### Problem
Your task is to copy the listing exactly. Drop any pictures from the copy.

### Given records
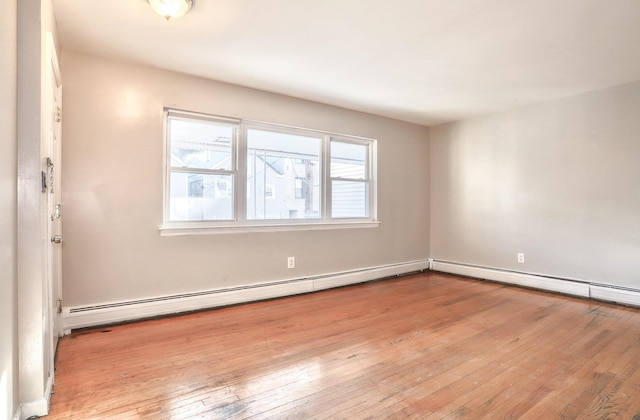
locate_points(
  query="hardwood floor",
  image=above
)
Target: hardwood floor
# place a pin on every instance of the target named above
(423, 346)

### Task response
locate_points(
  query="hardwood floor",
  image=above
)
Target: hardwood floor
# place a pin on every instance of the target named above
(423, 346)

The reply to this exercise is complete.